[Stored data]
((

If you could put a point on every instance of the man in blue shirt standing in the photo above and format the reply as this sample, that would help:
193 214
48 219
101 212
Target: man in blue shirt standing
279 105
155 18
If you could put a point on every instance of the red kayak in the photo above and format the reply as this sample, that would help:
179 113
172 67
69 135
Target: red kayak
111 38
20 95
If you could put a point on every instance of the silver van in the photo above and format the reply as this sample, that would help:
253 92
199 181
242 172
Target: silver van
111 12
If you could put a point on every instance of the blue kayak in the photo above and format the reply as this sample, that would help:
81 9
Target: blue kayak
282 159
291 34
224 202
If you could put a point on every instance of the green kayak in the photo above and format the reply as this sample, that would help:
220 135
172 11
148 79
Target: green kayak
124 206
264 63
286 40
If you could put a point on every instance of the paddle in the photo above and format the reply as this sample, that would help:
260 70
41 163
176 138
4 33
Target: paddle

))

If a line in the records holds the word "this", count it, then give only the total.

6